--- Job ---
Using the folding post, mark each statement yes or no and quote the words that decide it: (a) the author settled on folding as the topic for a longer exploration; (b) folding lets kids explore plane geometry only after they calculate; (c) the fold and cut theorem is described as old mathematics.

Here’s a link to that set of projects:

Steven Strogatz’s circle-area exercise part 2 (with a link to part 1)

So, thinking back to projects like those got me thinking about all sorts of other ideas you could explore in an appreciation course. At first my ideas were confined to subjects that are traditionally part of pre-college math programs and were essentially just different ways to show some of the usual topics. Then I switched tracks and thought about how to share mathematical ideas that might not normally be part of a k-12 curriculum. Eventually I tried to see if I could come up with a (maybe) 3 week long exploration on a specific topic.  I chose folding and thought about what sort of ideas could be shared with students.

Below are 9 ideas that came to mind along with 30 second videos showing the idea.

(1) A surprise book making idea shown to me by the mother of a friend of my older son:

 

(2) Exploring plane geometry through folding

We’ve done many explorations like this one in the last couple of years – folding is an incredibly fun (and surprisingly easy) way for kids to explore ideas in plane geometry without having to calculate:

Our Patty Paper geometry projects

Here’s one introductory example showing how to find the incenter of a triangle:

(3) The Fold and Cut theorem

Eric Demaine’s “fold and cut” theorem is an fantastic bit of advanced (and fairly recent) math to share with kids. Our projects exploring “fold and cut” ideas are here:

OUr Fold and Cut projects

Here’s one fun fold and cut example:

(4) Exploring platonic solids with Laura Taalman’s 3d printed polyhedra nets

You can find Taalman’s post about these hinged polyhedra here:

Laura Taalman’s hinged polyhedra blog post on her Makerhome blog

And if you like the hinged polyhedra, here’s a gif of a dodecahedron folding into a cube!

dodecahedron fold

Which comes from this amazing blog post:

The Golden Section, The Golden Triangle, The Regular Pentagon and the Pentagram, The Dodecahedron

[space filled in with random words to get the formatting in the blog post right 🙂 ]

(5) An amazing cube dissection made by Paula Beardell Krieg

We’ve also done some fun projects with shapes that I wouldn’t have thought to have explored with folded paper. Paula Beardell Krieg’s work with these shapes has been super fun to play with:

Our projects based on Paula Beardell Krieg’s work

(6) And Paula didn’t just stop with one cube 🙂

(7) Two more of Laura Taalman’s prints

Seemingly simple ideas about folding and bending can lead to pretty fantastic mathematical objects! These objects are another great reminder of how 3d printing can be used to make mathematical ideas accessible.

Data extracted from a collection:
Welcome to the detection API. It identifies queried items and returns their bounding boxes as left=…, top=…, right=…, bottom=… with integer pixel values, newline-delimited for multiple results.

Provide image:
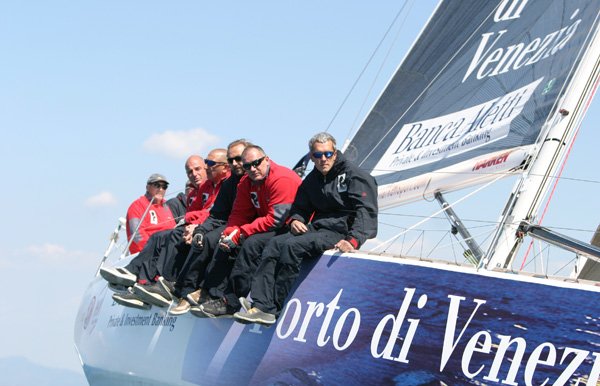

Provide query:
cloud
left=23, top=243, right=95, bottom=263
left=142, top=129, right=219, bottom=159
left=85, top=192, right=117, bottom=207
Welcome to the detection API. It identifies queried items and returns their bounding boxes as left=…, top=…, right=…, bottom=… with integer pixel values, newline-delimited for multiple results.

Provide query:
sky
left=0, top=0, right=600, bottom=380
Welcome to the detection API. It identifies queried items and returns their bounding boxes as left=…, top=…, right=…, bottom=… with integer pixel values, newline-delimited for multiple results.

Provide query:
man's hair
left=227, top=138, right=252, bottom=150
left=242, top=145, right=267, bottom=156
left=308, top=132, right=335, bottom=151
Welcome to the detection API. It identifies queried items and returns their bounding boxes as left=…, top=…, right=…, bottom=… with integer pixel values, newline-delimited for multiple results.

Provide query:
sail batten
left=346, top=0, right=600, bottom=210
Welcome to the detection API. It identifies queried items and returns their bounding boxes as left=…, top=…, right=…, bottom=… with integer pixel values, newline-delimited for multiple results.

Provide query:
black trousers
left=126, top=227, right=189, bottom=282
left=175, top=226, right=225, bottom=298
left=251, top=227, right=344, bottom=314
left=204, top=231, right=276, bottom=307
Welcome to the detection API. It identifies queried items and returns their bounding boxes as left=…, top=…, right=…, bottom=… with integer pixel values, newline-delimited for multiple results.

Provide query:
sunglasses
left=227, top=155, right=242, bottom=164
left=312, top=151, right=335, bottom=159
left=150, top=182, right=169, bottom=190
left=204, top=159, right=225, bottom=168
left=242, top=157, right=265, bottom=170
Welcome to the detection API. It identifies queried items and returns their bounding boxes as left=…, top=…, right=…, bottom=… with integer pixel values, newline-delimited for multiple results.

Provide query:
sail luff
left=484, top=14, right=600, bottom=269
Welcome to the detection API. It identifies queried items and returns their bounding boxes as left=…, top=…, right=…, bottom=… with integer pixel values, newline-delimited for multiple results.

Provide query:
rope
left=325, top=0, right=406, bottom=132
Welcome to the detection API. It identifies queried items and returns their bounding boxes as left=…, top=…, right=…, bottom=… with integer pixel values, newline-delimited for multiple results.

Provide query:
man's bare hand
left=333, top=240, right=354, bottom=252
left=290, top=220, right=308, bottom=236
left=183, top=224, right=198, bottom=245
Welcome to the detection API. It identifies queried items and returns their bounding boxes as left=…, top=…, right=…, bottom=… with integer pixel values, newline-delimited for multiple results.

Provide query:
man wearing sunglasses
left=234, top=133, right=378, bottom=325
left=197, top=146, right=301, bottom=317
left=126, top=173, right=175, bottom=253
left=100, top=149, right=230, bottom=308
left=169, top=139, right=251, bottom=315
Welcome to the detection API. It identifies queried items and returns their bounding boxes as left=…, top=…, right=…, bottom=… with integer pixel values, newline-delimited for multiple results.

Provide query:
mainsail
left=346, top=0, right=600, bottom=207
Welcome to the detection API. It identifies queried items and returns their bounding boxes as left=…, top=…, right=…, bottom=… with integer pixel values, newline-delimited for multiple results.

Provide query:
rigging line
left=520, top=73, right=600, bottom=270
left=325, top=0, right=406, bottom=132
left=379, top=212, right=596, bottom=233
left=358, top=3, right=501, bottom=166
left=526, top=13, right=600, bottom=225
left=369, top=173, right=501, bottom=252
left=346, top=1, right=414, bottom=139
left=361, top=168, right=600, bottom=184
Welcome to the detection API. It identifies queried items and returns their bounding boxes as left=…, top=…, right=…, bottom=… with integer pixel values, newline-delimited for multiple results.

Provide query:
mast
left=483, top=21, right=600, bottom=269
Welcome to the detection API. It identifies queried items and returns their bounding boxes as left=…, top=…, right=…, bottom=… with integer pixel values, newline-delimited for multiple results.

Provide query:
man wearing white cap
left=127, top=173, right=175, bottom=253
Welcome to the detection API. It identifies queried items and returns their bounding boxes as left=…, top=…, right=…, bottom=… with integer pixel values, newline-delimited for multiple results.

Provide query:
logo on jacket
left=149, top=210, right=158, bottom=224
left=337, top=173, right=348, bottom=193
left=250, top=192, right=260, bottom=208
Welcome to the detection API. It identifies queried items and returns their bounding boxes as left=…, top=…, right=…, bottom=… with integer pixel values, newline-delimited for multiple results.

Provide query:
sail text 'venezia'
left=462, top=0, right=581, bottom=82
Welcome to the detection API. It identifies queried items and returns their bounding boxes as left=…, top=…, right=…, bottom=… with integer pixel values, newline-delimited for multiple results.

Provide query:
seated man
left=127, top=149, right=230, bottom=307
left=167, top=180, right=198, bottom=222
left=196, top=146, right=301, bottom=317
left=234, top=133, right=377, bottom=325
left=169, top=139, right=251, bottom=315
left=100, top=154, right=224, bottom=308
left=127, top=173, right=175, bottom=254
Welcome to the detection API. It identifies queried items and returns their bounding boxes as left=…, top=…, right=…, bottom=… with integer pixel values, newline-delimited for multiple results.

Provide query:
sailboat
left=75, top=0, right=600, bottom=386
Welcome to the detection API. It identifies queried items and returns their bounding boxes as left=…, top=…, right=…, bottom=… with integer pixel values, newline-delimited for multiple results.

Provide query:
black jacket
left=194, top=173, right=241, bottom=234
left=290, top=151, right=377, bottom=246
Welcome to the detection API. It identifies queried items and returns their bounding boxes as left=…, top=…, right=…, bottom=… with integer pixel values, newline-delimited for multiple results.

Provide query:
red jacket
left=127, top=195, right=175, bottom=253
left=185, top=173, right=230, bottom=224
left=227, top=161, right=302, bottom=237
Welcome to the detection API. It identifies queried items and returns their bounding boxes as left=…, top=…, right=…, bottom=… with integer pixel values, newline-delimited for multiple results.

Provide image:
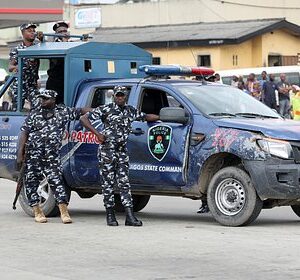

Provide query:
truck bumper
left=244, top=159, right=300, bottom=199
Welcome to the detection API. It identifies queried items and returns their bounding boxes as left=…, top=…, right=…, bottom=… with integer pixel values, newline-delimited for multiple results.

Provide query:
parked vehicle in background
left=217, top=66, right=300, bottom=85
left=0, top=42, right=300, bottom=226
left=0, top=68, right=7, bottom=82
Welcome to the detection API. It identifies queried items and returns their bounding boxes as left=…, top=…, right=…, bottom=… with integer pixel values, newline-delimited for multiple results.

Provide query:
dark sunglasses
left=40, top=96, right=51, bottom=100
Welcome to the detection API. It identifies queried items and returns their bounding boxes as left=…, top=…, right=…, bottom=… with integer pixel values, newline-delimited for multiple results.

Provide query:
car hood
left=214, top=119, right=300, bottom=141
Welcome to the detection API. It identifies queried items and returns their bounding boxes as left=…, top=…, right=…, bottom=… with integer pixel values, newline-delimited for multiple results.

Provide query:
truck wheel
left=291, top=205, right=300, bottom=217
left=19, top=180, right=71, bottom=217
left=207, top=167, right=263, bottom=226
left=114, top=194, right=150, bottom=213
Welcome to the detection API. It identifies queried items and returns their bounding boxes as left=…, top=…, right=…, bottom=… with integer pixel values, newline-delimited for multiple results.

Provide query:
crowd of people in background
left=208, top=71, right=300, bottom=120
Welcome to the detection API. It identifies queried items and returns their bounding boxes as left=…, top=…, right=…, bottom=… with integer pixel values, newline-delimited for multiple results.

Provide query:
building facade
left=94, top=19, right=300, bottom=70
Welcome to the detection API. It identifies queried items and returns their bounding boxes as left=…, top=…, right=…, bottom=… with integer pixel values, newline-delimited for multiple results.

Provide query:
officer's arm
left=8, top=59, right=18, bottom=72
left=145, top=114, right=159, bottom=122
left=80, top=114, right=105, bottom=144
left=17, top=131, right=28, bottom=166
left=80, top=107, right=93, bottom=115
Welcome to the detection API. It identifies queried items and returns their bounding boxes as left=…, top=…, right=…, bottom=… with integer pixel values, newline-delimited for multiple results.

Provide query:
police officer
left=8, top=23, right=40, bottom=110
left=80, top=86, right=159, bottom=226
left=17, top=90, right=89, bottom=224
left=46, top=21, right=70, bottom=104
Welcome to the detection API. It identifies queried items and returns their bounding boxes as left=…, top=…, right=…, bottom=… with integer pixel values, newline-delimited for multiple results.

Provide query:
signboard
left=75, top=8, right=101, bottom=28
left=69, top=0, right=118, bottom=5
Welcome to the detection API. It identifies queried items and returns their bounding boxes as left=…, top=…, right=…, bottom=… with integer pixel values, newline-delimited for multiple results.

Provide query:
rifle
left=13, top=156, right=25, bottom=210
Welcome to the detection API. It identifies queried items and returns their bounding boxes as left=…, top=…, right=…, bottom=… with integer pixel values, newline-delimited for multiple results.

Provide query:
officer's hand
left=97, top=133, right=105, bottom=144
left=36, top=31, right=44, bottom=42
left=16, top=151, right=24, bottom=171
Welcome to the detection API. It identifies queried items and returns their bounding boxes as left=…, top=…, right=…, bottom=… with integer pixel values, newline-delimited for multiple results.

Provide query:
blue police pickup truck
left=0, top=42, right=300, bottom=226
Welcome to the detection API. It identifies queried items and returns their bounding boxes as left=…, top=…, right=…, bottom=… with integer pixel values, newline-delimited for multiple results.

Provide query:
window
left=84, top=60, right=92, bottom=72
left=232, top=55, right=238, bottom=66
left=141, top=88, right=183, bottom=115
left=197, top=55, right=211, bottom=67
left=268, top=55, right=282, bottom=66
left=91, top=86, right=131, bottom=108
left=152, top=57, right=160, bottom=65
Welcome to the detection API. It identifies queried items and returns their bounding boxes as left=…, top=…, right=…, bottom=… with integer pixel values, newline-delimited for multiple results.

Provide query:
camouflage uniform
left=21, top=105, right=81, bottom=206
left=9, top=42, right=40, bottom=109
left=88, top=103, right=146, bottom=208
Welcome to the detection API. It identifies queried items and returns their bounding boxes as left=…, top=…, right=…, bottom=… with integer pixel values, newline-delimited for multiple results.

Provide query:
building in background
left=102, top=0, right=300, bottom=27
left=0, top=0, right=300, bottom=72
left=94, top=19, right=300, bottom=70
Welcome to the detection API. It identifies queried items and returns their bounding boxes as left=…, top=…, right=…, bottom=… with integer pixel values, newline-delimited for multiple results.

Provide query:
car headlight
left=257, top=138, right=294, bottom=159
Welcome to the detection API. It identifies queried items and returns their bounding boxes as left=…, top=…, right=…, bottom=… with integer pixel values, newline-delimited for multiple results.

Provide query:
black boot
left=106, top=208, right=119, bottom=227
left=125, top=207, right=143, bottom=227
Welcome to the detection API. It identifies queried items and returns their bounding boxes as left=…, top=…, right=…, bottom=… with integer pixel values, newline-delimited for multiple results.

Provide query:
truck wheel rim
left=215, top=178, right=246, bottom=216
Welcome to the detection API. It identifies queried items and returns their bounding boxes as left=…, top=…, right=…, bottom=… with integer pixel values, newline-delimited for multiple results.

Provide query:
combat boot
left=106, top=207, right=119, bottom=227
left=58, top=203, right=72, bottom=224
left=32, top=205, right=47, bottom=223
left=125, top=207, right=143, bottom=227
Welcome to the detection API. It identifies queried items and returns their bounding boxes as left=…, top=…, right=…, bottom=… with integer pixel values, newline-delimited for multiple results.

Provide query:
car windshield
left=177, top=84, right=280, bottom=118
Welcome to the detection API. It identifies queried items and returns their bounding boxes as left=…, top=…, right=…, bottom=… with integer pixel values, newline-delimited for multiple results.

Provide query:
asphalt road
left=0, top=179, right=300, bottom=280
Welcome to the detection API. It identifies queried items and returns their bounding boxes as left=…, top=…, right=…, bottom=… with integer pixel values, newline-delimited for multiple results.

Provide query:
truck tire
left=114, top=194, right=150, bottom=213
left=207, top=167, right=263, bottom=227
left=291, top=205, right=300, bottom=217
left=19, top=180, right=71, bottom=217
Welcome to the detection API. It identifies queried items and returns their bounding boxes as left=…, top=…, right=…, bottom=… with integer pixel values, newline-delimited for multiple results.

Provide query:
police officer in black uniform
left=46, top=21, right=70, bottom=104
left=80, top=86, right=159, bottom=226
left=17, top=90, right=89, bottom=224
left=8, top=23, right=40, bottom=110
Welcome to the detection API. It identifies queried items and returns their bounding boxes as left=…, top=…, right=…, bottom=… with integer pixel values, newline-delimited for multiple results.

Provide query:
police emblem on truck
left=148, top=125, right=172, bottom=161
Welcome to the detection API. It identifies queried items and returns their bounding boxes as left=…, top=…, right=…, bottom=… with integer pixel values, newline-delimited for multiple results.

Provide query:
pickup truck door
left=128, top=85, right=191, bottom=192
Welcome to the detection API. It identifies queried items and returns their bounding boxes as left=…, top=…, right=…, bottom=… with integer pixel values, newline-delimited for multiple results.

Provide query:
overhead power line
left=210, top=0, right=300, bottom=10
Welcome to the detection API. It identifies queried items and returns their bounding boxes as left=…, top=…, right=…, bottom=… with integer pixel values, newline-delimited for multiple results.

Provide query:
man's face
left=261, top=71, right=267, bottom=80
left=55, top=26, right=70, bottom=41
left=115, top=93, right=126, bottom=106
left=40, top=96, right=55, bottom=109
left=22, top=27, right=35, bottom=42
left=280, top=74, right=286, bottom=82
left=249, top=74, right=255, bottom=81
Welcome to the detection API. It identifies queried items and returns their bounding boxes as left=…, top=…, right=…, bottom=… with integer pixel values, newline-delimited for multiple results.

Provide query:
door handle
left=131, top=128, right=145, bottom=135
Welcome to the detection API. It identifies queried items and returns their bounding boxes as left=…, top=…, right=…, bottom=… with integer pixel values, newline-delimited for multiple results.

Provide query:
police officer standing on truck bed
left=8, top=23, right=40, bottom=110
left=80, top=86, right=159, bottom=226
left=17, top=90, right=89, bottom=224
left=46, top=21, right=70, bottom=104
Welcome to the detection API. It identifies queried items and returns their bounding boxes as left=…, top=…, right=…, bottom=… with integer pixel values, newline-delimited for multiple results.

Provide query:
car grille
left=290, top=141, right=300, bottom=163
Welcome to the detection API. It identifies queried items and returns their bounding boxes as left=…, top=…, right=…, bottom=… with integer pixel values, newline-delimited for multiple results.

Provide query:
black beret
left=53, top=21, right=69, bottom=31
left=20, top=23, right=36, bottom=31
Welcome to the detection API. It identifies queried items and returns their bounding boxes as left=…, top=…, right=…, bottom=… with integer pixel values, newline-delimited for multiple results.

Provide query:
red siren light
left=139, top=65, right=215, bottom=76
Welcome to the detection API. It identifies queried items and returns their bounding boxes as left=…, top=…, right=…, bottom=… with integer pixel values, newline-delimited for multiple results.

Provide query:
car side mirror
left=159, top=107, right=189, bottom=124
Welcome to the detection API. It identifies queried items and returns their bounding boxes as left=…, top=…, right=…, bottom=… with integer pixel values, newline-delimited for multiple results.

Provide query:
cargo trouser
left=98, top=141, right=132, bottom=208
left=25, top=148, right=68, bottom=206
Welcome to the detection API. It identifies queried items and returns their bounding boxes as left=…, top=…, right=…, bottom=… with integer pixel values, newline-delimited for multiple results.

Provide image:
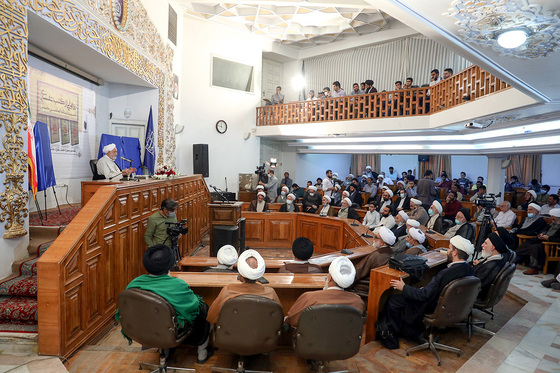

--- Solution for this problem ---
(a) Yes: "I chose folding"
(b) No: "without having to calculate"
(c) No: "advanced (and fairly recent) math"